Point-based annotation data
------------------------------------------------

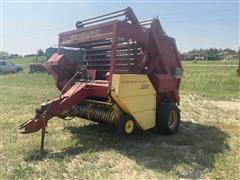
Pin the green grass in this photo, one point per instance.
(216, 82)
(207, 145)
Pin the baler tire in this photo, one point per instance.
(126, 125)
(168, 118)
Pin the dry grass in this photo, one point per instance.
(206, 147)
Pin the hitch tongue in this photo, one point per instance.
(34, 125)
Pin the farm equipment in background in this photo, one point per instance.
(238, 70)
(33, 68)
(128, 76)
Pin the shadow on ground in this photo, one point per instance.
(195, 145)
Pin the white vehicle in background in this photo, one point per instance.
(8, 67)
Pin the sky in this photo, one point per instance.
(27, 26)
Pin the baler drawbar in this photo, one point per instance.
(127, 76)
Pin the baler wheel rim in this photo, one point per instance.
(126, 125)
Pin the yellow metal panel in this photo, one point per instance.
(135, 95)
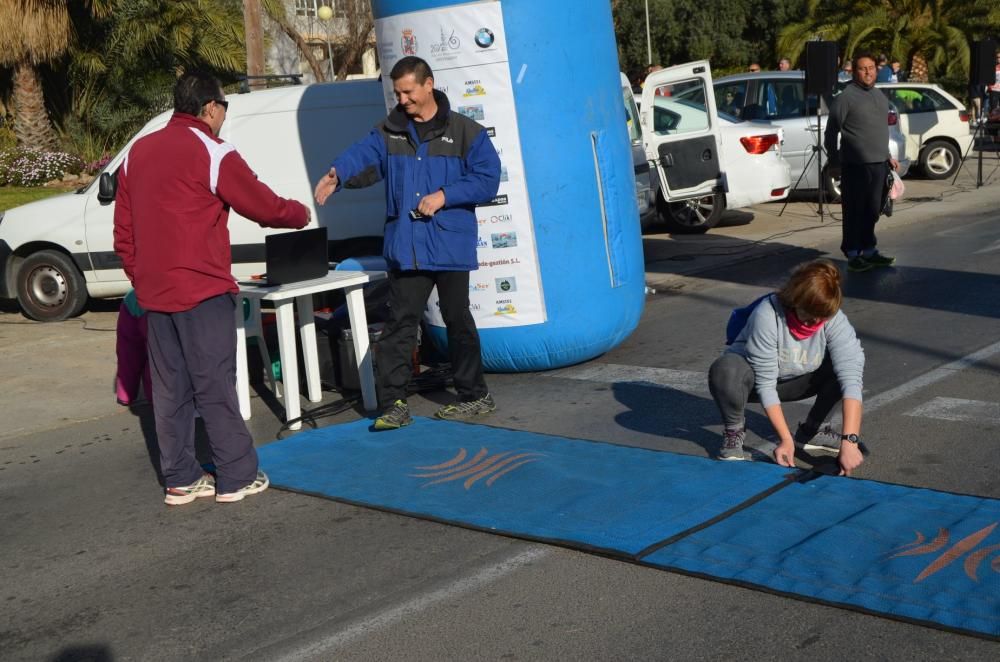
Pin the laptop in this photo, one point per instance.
(292, 257)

------------------------------------------------

Exercise:
Nothing in the entries should change as you copy them, except that the pictures are left out.

Response to this exercise:
Pin the green grass in this photo, one point per instance.
(216, 82)
(207, 145)
Pin the baler tire in this photo, one point per instance.
(126, 125)
(168, 118)
Pin the dry grass in this photo, one point per instance.
(206, 147)
Pin the hitch tongue in this photo, one point per instance.
(34, 125)
Pin the farm equipment in background in this photo, one point per instance.
(238, 70)
(33, 68)
(128, 76)
Pin the shadow on ground in this photo, one point per instance.
(195, 145)
Pin the white vehicle in background in this photo, one point per instance.
(8, 67)
Pin the sky in this photo, one point per instance.
(27, 26)
Pin the baler drawbar in this photo, one point per instance.
(127, 76)
Pin the baler wheel rim in this photo, one point per instance.
(126, 125)
Pin the yellow metal panel in this photo, one point per instance.
(135, 95)
Pin the laptop in this photo, one point per instance.
(292, 257)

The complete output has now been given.